* **WORK TO COMPLETE**
In the text on the hydrovanes and cradles found near Rabaul, reproduce word for word the passage from "The 'Stool' like" to "against main body.".

* **READING TEXT**
Two hydrovanes were recently
found in a tunnel at Malaguna near Rabaul.
The entrance was exposed by heavy rain. Rough dimensions are ~13" diameter by ~66". They were found with some anti-mine hydrovanes, and a small stool
type cradle is at front left.
This photo shows at right what appear
to be ship deck torpedo launch frame or cradle. When I first saw the
cradle I thought it may have been an aircraft torpedo launch cradle,
but it is solid steel and takes 4-5 grown men to move it! There is
some red paint still on the release mechanism. Apparently there are
lots more things in the tunnel.
A small hydrovane. How they worked can
be seen on this view: a hawser would be attached to the eye and when
towed by a minesweeper it would move out sideways from the boat (I
assume they would have 2 - one port one starboard), cutting mines
free. They usually have a valve somewhere on them to add compressed
air or water(?) to set the depth at which they would be neutrally buoyant.
These are very common around Rabaul often used as gate posts and boundary
markers. I assume after the war they were recognized as not explosive,
so were not removed or dumped at sea, hence so many survived. That
knowledge has been lost and now people view them with suspicion, many
that came to light after the eruption were removed as 'bombs' They
vary in size some being quite large. This one has shrapnel damage,
did its hawser hit a mine? Also note the hollow aerofoil shape of
the torpedos' wing construction at bottom left of photo.
The 'Stool' like cradle. The width of
the gap between the 'ears' is 47cm (18.5"). The up standing lip
at the back seems original so it can't have been for a complete torpedo.
For working on just the war-head perhaps? Perhaps a large calibre
shell cradle, before being pushed into a gun? did the 'stool' sit
in a socket on the floor so it could rotate? Note holes at top of
vertical ears (for a strap?) If it was a bit bigger and had a lip
They have a circumference of 108 cm so diameter
of 34.3 cm (13.5"). Movable flaps on the vertical stabilizers
can be clearly seen on left one and the one left back ground. Also
note no hole at apex of tail cone, there is an iron threaded plug
in a small hole.
Detail of mechanism in tail cone, central
shaft with two brass lock nuts holding a spring against main body.
The shaft appears to be solid and is linked by two cams to the vertical
stabilizer flaps. Perhaps the spring is to centralize the stabilizers,
or is it the plunger for the detonator? ie the spring depressed on
impact throwing the pin forward. Where were the fuses in regular torps.?
There appears to be no propulsion mechanism, did the thing simply
rely on the forward momentum of the aircraft?
Shows the release cradle.
I assume the big long tube is the top and the short angle iron the
base. In the center there are big pincer like claws for holding and
releasing the torp they are 18" wide. These claws would have
been opened by the big lever on top or by pulling or pushing a pistol
grip at the end of the main round shaft. There are also two horizontal
shallow 'c's on the top tube to stop fore and aft swinging of the
torp, again they are 18" from horn to horn. The moving parts
are held in large '?' shaped divots, like lifeboat divots, joined
at the bottom by angle iron and at the top by the main tube. Notice
the outward pointing lugs on the upper rear of these '?' shaped pieces.

* **DATA FOR ANALYSIS**
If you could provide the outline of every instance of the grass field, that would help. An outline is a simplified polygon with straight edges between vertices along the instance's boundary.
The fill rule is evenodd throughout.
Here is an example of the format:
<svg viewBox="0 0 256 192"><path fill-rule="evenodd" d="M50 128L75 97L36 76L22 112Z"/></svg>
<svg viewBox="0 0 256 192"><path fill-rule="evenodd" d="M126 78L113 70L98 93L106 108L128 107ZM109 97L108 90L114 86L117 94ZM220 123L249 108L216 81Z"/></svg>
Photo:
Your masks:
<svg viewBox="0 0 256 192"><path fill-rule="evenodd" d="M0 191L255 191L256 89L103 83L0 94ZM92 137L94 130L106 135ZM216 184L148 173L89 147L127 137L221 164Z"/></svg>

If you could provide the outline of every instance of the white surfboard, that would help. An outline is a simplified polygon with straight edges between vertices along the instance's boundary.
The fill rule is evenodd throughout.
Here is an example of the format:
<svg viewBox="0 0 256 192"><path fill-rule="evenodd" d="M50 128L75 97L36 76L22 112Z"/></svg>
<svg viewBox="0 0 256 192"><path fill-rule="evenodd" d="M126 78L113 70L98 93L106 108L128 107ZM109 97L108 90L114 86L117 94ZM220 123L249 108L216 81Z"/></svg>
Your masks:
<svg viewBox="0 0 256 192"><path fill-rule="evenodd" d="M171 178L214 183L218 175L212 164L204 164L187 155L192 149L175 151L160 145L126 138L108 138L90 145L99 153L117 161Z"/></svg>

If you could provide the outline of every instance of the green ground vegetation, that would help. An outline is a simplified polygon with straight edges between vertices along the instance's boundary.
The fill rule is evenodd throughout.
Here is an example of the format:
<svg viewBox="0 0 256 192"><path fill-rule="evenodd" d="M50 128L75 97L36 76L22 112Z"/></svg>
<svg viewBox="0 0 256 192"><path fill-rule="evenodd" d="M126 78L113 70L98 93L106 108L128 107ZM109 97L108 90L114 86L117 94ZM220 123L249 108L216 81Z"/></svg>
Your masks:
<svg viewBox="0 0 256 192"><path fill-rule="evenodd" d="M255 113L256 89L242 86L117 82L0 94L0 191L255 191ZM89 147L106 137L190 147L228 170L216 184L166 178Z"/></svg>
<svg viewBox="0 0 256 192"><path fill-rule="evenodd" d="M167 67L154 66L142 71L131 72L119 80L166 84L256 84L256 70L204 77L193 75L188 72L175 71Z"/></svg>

* **ANSWER BELOW**
The 'Stool' like cradle. The width of
the gap between the 'ears' is 47cm (18.5"). The up standing lip
at the back seems original so it can't have been for a complete torpedo.
For working on just the war-head perhaps? Perhaps a large calibre
shell cradle, before being pushed into a gun? did the 'stool' sit
in a socket on the floor so it could rotate? Note holes at top of
vertical ears (for a strap?) If it was a bit bigger and had a lip
They have a circumference of 108 cm so diameter
of 34.3 cm (13.5"). Movable flaps on the vertical stabilizers
can be clearly seen on left one and the one left back ground. Also
note no hole at apex of tail cone, there is an iron threaded plug
in a small hole.
Detail of mechanism in tail cone, central
shaft with two brass lock nuts holding a spring against main body.